■ What is needed: Skip the pictures. Quote every line below, exactly, from the one with "Need: a pin" through the final line.

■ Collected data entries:
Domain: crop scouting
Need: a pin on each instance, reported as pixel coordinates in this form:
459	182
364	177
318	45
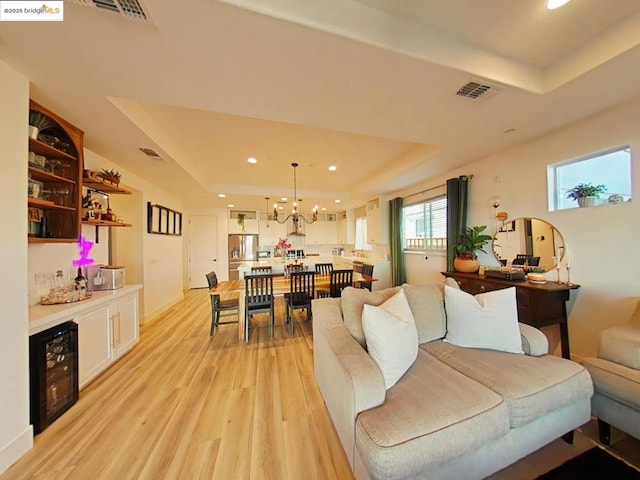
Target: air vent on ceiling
476	90
132	9
150	153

■ Answer for this exercise:
Need: a pin on each instance, reported as pixel coordinates in this form:
459	182
364	177
318	45
Target: air vent on ceiling
476	90
132	9
150	153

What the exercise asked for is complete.